(Records from a data source)
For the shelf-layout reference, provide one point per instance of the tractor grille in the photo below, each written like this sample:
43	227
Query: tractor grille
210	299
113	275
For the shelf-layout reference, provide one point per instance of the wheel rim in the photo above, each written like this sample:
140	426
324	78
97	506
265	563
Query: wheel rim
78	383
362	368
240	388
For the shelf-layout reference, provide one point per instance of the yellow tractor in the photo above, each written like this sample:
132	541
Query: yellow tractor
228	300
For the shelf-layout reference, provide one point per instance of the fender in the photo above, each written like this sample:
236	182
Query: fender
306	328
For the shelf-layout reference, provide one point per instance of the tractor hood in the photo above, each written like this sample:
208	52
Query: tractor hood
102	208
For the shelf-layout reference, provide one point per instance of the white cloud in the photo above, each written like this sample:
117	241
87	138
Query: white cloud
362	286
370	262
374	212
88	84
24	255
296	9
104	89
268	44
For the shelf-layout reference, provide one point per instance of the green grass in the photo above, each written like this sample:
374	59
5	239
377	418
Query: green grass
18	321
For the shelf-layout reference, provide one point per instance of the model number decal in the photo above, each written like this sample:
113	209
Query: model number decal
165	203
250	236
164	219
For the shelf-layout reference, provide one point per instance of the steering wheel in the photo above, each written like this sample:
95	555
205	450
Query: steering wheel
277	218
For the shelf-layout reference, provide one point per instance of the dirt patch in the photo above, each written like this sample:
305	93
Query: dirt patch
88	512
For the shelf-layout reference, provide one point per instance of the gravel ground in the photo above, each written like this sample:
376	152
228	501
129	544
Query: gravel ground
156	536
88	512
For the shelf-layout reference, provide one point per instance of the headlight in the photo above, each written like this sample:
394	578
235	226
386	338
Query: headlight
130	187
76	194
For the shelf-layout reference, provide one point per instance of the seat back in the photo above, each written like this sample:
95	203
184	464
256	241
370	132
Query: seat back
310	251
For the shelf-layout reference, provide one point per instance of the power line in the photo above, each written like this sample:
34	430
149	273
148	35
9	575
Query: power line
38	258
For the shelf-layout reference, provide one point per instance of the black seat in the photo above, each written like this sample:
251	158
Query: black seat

* **Request**:
Reproduce the data above verbatim, line for line.

* **Complete response**:
For the shelf-layout reference, provide one point per instance of the tractor grille in the photo below, each written like this sample:
43	227
Query: tractor grille
210	299
113	275
For the shelf-layout reference, provide one point per instance of the wheel rim in the photo above, each written like this sample:
140	426
324	78
97	506
265	563
Query: wheel rim
78	383
362	368
240	388
For the shelf-layout reference, provide one point per instance of the yellow tractor in the photo above, each written like this sample:
132	541
Query: yellow tractor
228	300
For the shelf-layout reference, provide one point per instance of the fender in the photo above, each written like this sample:
236	182
Query: fender
306	328
For the shelf-layout reference, provide one point per instance of the tractor hood in the photo above, each written like this sample:
208	52
Query: tractor hood
102	208
For the shelf-layout reference, provide one point per instance of the white cloud in the photo above, each written like this sample:
117	241
87	138
Query: white cloud
362	286
370	262
374	212
88	84
24	255
296	9
104	89
268	44
For the shelf-layout reference, provide one point per instance of the green grass in the photo above, each written like this sample:
374	59
5	239
377	418
Query: green grass
18	321
For the shelf-layout reference, provide one point per instance of the model number decal in the photo above, each written like this sample:
113	209
Query: model number decal
165	203
250	236
164	219
For the shelf-layout reference, provide one point per instance of the steering wheel in the photo above, each written like this sample:
95	555
205	450
Query: steering wheel
277	218
For the shelf-layout reference, provide one point per instance of the dirt patch in the photo above, each written like this sample:
305	93
Query: dirt patch
88	512
For the shelf-layout reference, provide one point per instance of the gravel ground in the photo above, each written like this sample:
376	152
228	501
129	544
Query: gravel ground
156	536
88	512
For the shelf-layout reference, provide one point per instance of the headlight in the photo above, each written like this sample:
394	578
235	226
386	338
Query: headlight
130	187
76	194
For the shelf-layout reference, provide one point per instance of the seat back in the photo above, each written like this sample:
95	203
184	464
256	241
370	132
Query: seat back
310	251
For the shelf-layout reference, provide one point per instance of the power line in the photo above, each written like this sample:
34	430
149	273
148	35
9	575
Query: power line
38	258
For the shelf-layout reference, provide one point per instance of the black seat in the photo above, each written like this sample:
251	158
Query: black seat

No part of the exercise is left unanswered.